BEGIN Records to use

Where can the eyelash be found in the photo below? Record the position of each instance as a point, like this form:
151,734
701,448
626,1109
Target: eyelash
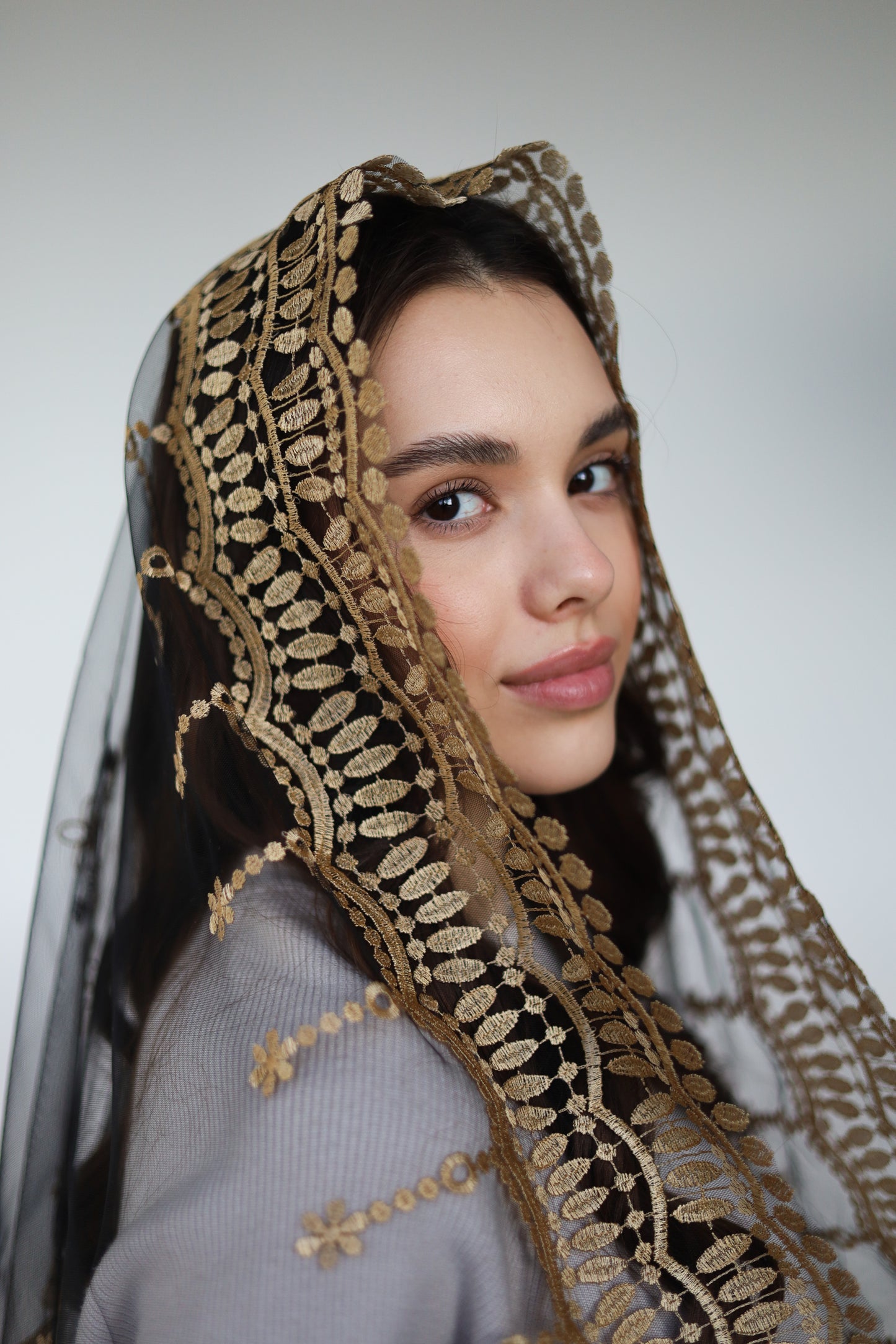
450,488
621,465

END Records to use

_Objective_
Reproduce the data above line for line, leaving the picture out of your answer.

_Task result_
Where can the eyelash be found in the photo below? Record the position of each instance as a point, like this form:
151,734
701,448
626,1109
Target: eyelash
450,488
621,465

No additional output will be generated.